Document extract:
--------------------------------
The Telecentros experience in Sao Paolo was very interesting, because the site I went to was one of the centros equipped with accessibility hardware.
Posted on 11 Sep 2003
Yesterday I arrived to Barcelona for the Novell Brainshare event.
Got together with Chema, Lluis and Nat. Went relatively early back to the hotel, and discovered that we had wireless access, so we hung around until 4am. Nat's humor quality is directly proportional to how long he has gone without sleeping.
In our effort to improve the documentation in Mono we have been working on a GUI tool to browse all kinds of documentation (Monodoc), but we need more people documenting our APIs.
To address this problem, we are making it really simple for people to contribute documentation: we have made our documentation editable. When you are viewing a stub, you have the choice to edit it; For example:
Summary
To be added [Edit]
I recently added a preview viewer for it, for example here we are editing some documentation:
All those changes are saved into a changeset, that the contributor can submit when he is ready. We will submit those using Mono's web services infrastructure. When the changes are reviewed and approved, we commit those to CVS, and they appear on the next release of the code.
This same infrastructure will help for our collaborative annotations for the documentation. This is important to have people share their personal experiences and samples for any given API.
Posted on 07 Sep 2003
What I really like about blogs is that sometimes people sit down, and write little essays reflecting on their experience. My personal choice is from the craftsmen: because they tell you tales and lesson from the trenches.
I can not make justice to the beauty of Eric's latest entry: F5.
Posted on 05 Sep 2003
While doing my daily reading of the SWT-port-to-C# reading this morning, found this post that describes the torrid story of Swing and SWT.
Update: That document contains various errors on the side of the origins of Swing. For more details see this thread.
Amy describes her experiences with the iPod and a native user interface here. Very good point about using native interfaces. Firebird already has a couple of XUL-based clients that let the user browse Amazon more comfortably than using the regular Web interface.
--------------------------------
Record list:
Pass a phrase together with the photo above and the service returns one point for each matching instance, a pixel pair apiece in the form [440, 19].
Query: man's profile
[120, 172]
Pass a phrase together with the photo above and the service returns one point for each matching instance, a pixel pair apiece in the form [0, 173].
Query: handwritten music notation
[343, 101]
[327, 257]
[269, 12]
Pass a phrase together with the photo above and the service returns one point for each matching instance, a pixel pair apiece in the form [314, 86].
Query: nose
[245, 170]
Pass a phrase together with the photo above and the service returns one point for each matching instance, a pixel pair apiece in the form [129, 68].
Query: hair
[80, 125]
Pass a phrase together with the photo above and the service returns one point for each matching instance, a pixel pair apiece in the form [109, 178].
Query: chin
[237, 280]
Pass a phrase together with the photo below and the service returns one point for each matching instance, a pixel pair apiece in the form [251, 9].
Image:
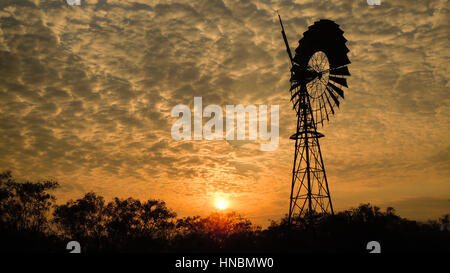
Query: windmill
[318, 74]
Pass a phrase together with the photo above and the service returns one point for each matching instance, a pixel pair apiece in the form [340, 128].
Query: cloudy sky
[86, 93]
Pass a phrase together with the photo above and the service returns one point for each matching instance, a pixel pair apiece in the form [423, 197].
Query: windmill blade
[329, 103]
[340, 71]
[288, 48]
[295, 104]
[295, 85]
[337, 89]
[333, 96]
[341, 81]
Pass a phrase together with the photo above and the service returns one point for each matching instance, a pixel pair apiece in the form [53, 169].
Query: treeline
[31, 221]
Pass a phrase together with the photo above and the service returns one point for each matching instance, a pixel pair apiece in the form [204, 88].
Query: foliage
[129, 225]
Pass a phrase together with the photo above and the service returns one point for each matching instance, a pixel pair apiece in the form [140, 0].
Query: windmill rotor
[320, 66]
[318, 76]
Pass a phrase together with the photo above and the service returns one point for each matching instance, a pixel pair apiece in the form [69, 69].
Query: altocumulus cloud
[86, 94]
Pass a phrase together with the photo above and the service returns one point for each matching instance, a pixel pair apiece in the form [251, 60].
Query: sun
[221, 204]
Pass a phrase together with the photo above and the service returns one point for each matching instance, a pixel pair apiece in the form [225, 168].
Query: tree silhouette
[130, 225]
[24, 206]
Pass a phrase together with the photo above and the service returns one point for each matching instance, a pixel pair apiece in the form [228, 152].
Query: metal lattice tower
[309, 191]
[318, 72]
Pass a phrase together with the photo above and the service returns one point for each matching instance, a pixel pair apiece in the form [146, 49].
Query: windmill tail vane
[318, 76]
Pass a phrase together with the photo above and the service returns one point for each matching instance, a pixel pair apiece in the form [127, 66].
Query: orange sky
[86, 94]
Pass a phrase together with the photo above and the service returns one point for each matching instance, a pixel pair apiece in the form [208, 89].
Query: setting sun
[221, 204]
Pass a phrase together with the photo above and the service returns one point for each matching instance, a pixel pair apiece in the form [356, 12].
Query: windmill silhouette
[318, 72]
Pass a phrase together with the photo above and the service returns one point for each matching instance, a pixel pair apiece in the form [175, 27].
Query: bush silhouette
--------------------------------
Things to do:
(a) Please say whether each statement agrees with the blog excerpt: (i) the writer arrived in Barcelona for the Novell Brainshare event; (ii) documentation changes from contributors go into CVS without any review; (iii) the Telecentros site the writer visited in Sao Paolo lacked accessibility hardware. Answer yes or no for each and quote the words of the excerpt that decide it.
(b) Resume the blog excerpt right after its final sentence.
The material is not needed for this.

Answers for the tasks:
(a)
(i) Yes: "Yesterday I arrived to Barcelona for the Novell Brainshare event."
(ii) No: "When the changes are reviewed and approved, we commit those to CVS"
(iii) No: "the site I went to was one of the centros equipped with accessibility hardware."

(b)
I have been reading Al Franken's Lies book. It has been entertaining for the past couple of days, but it turned out really interesting on the chapter on the Clinton efforts on the war against terror and how the Bush administration dropped the ball on that (chapter 15, but it shines on chapter 16).
I tried writting a summary, but its impossible to make justice to those two chapters. It is particularly interesting, because Franken got a team of Harvard graduates from the Kennedy school to fact-check everything he wrote.
Anyways: mandatory reading if you stop by a book store.
To see The Band on the Runtime perform
Posted on 04 Sep 2003
I am using a new IBM T40 now as my main computer. I was about to go for the X31 which is lighter and smaller, but I have gotten used to the large resolution from my old T30.
Michael Zucchi provided me with a few links to people running Linux on the T40. Most hardware is supported on the T40, but the speed of the hard drive left much to be desired. The new T40 felt like it could not handle the load the T30 did. Any IO would make the system very slow.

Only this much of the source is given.